**WHAT YOU ARE ASKED TO DO**
Starting at the line that contains "TARGET = white dress shirt", copy each line through the final one exactly as written.

**DATASET ROWS**
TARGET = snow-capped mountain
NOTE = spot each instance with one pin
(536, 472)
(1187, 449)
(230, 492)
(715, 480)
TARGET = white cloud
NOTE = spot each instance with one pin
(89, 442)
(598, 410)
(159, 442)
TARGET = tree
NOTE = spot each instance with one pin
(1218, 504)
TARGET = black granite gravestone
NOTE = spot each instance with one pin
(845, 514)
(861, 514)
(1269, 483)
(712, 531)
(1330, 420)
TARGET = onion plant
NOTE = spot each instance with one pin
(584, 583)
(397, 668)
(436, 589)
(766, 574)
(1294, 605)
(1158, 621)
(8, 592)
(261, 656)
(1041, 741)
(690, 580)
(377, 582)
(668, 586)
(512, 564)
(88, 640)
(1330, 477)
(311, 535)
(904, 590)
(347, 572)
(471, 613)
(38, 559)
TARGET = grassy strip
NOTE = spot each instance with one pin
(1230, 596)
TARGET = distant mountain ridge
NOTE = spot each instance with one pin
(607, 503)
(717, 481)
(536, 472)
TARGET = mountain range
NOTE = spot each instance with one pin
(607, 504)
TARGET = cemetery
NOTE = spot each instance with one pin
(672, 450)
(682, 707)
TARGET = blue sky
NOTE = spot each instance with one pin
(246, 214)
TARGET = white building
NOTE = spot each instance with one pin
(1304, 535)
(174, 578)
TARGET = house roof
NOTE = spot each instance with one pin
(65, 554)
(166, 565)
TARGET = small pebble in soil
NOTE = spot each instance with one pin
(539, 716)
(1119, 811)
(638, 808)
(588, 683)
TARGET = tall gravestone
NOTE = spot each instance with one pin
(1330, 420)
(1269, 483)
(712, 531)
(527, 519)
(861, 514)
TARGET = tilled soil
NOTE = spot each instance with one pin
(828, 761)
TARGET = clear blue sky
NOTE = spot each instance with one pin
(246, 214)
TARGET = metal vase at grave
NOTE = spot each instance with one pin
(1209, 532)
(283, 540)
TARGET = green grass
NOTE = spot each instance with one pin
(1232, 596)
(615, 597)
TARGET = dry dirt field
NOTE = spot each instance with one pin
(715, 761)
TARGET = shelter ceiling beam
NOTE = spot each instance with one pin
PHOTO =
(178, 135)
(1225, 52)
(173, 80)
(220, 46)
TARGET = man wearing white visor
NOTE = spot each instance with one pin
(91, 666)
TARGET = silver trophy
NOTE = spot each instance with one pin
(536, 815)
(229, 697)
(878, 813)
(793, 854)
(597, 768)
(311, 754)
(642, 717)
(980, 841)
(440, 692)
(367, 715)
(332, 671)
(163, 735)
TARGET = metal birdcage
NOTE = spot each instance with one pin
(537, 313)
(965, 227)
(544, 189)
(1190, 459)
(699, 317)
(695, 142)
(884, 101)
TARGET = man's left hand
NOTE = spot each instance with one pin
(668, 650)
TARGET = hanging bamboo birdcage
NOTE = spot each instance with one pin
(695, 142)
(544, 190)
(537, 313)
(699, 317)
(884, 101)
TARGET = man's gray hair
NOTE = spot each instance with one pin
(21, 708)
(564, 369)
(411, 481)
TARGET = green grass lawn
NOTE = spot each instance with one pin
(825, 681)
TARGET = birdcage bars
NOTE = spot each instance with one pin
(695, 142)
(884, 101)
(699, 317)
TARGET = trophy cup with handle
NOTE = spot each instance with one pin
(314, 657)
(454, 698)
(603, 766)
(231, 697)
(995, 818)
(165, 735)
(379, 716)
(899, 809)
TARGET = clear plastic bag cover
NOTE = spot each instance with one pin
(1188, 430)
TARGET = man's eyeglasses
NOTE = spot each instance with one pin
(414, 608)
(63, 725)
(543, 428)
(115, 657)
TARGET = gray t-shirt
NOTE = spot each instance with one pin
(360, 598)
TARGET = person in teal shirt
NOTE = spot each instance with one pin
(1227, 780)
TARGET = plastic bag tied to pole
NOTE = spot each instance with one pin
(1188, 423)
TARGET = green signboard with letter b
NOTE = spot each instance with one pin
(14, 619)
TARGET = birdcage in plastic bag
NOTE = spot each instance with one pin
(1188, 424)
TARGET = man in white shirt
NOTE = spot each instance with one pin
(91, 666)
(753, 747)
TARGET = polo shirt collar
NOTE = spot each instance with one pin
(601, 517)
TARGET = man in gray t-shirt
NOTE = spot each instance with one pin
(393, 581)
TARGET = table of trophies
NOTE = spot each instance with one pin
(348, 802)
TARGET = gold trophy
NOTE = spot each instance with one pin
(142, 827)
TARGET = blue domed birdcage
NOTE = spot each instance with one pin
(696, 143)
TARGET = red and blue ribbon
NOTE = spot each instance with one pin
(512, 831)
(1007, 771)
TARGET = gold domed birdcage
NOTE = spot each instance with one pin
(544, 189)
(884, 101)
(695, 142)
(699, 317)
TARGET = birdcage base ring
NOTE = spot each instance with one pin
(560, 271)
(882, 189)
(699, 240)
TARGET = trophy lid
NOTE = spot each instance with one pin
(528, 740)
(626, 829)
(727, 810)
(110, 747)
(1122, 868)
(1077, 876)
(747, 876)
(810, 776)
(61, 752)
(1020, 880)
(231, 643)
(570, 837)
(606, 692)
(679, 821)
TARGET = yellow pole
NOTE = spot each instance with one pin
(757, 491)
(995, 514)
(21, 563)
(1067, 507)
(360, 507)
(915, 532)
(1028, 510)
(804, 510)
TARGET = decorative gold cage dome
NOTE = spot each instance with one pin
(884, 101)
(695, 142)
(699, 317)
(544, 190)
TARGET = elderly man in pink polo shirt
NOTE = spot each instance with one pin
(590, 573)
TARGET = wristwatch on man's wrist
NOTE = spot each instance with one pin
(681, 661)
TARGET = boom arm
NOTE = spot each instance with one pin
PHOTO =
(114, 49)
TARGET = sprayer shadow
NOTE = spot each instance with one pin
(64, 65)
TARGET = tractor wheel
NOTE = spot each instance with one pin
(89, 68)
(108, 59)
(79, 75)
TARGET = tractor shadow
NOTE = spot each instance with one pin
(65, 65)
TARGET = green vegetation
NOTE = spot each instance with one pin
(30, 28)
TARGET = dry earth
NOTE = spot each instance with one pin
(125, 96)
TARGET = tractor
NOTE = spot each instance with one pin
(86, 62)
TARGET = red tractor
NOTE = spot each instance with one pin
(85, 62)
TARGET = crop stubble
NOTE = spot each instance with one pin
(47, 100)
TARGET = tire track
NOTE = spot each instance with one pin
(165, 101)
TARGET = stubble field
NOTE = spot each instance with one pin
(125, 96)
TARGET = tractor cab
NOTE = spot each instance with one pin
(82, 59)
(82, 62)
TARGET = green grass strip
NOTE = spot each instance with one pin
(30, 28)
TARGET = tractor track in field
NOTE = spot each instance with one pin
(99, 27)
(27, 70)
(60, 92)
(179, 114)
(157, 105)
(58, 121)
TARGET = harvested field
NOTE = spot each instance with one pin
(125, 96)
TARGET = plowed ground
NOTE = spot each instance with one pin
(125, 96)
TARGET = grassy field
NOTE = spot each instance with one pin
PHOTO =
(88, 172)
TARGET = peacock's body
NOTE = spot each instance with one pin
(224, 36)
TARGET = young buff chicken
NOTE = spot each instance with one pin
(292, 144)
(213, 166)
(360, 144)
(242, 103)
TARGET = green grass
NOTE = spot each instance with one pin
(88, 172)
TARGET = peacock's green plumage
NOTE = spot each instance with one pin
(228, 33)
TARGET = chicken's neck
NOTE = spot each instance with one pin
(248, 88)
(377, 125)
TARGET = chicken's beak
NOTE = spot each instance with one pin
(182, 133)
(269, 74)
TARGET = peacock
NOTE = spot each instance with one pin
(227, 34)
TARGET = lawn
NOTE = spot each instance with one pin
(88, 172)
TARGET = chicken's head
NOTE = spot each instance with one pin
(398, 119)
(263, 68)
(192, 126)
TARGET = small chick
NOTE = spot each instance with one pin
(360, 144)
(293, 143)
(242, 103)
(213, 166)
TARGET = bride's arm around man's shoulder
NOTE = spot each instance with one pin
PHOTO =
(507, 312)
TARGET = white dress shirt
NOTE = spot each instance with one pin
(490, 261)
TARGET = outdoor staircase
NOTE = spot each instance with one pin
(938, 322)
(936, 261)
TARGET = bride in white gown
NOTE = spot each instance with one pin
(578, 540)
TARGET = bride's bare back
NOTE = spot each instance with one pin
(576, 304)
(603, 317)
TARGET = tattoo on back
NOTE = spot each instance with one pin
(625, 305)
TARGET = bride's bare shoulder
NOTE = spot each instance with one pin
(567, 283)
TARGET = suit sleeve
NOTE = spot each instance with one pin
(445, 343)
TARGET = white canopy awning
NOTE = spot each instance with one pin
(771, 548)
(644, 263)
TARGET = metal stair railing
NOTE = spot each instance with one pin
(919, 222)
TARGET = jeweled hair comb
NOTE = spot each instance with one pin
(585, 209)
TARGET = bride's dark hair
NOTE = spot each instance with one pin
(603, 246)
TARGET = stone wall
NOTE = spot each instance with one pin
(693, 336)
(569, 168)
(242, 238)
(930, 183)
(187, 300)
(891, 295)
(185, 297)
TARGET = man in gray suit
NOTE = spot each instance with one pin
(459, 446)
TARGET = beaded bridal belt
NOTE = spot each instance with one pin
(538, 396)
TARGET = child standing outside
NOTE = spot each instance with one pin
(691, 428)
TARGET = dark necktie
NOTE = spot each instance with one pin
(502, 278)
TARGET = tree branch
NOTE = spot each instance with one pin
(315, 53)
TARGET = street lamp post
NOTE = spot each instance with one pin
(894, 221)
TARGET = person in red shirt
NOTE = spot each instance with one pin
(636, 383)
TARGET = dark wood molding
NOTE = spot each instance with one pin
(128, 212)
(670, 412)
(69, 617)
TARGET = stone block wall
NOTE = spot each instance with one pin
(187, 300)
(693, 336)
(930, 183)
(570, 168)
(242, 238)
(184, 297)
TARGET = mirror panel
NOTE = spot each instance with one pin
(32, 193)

**EXERCISE SOLUTION**
TARGET = white dress shirt
NOTE = spot each instance with one pin
(490, 261)
TARGET = outdoor staircase
NOTE = spot each instance with one pin
(938, 322)
(936, 261)
TARGET = bride in white gown
NOTE = spot each instance with one pin
(578, 540)
TARGET = bride's bare back
NOTE = spot each instance with one pin
(576, 304)
(603, 317)
TARGET = tattoo on back
NOTE = spot each instance with one pin
(625, 305)
TARGET = bride's bare shoulder
NOTE = spot each instance with one pin
(567, 283)
TARGET = suit sleeve
NOTE = spot each instance with one pin
(445, 343)
TARGET = white canopy awning
NOTE = spot each instance with one pin
(771, 548)
(644, 263)
TARGET = metal stair railing
NOTE = spot each instance with one pin
(919, 222)
TARGET = jeweled hair comb
NOTE = spot each instance with one pin
(585, 209)
TARGET = bride's dark hair
NOTE = spot each instance with one pin
(603, 246)
TARGET = stone wall
NOTE = spot each instance with one pin
(693, 336)
(569, 168)
(242, 238)
(930, 183)
(187, 300)
(891, 295)
(185, 297)
TARGET = man in gray suit
NOTE = spot each instance with one pin
(459, 446)
TARGET = beaded bridal belt
NOTE = spot each instance with one pin
(538, 396)
TARGET = child standing outside
NOTE = spot each instance with one pin
(691, 428)
TARGET = dark necktie
NOTE = spot each instance with one pin
(502, 278)
TARGET = tree branch
NOTE = spot each instance with one pin
(315, 53)
TARGET = street lamp post
NOTE = spot each instance with one pin
(894, 221)
TARGET = person in red shirt
NOTE = spot each instance with one pin
(636, 383)
TARGET = dark wood molding
NOTE = spot each instance with one pin
(128, 212)
(670, 412)
(69, 617)
TARGET = stone block wall
NOTE = spot each instance with one pin
(187, 300)
(693, 336)
(930, 183)
(570, 168)
(242, 238)
(184, 297)
TARGET = mirror panel
NOTE = spot each instance with one pin
(32, 193)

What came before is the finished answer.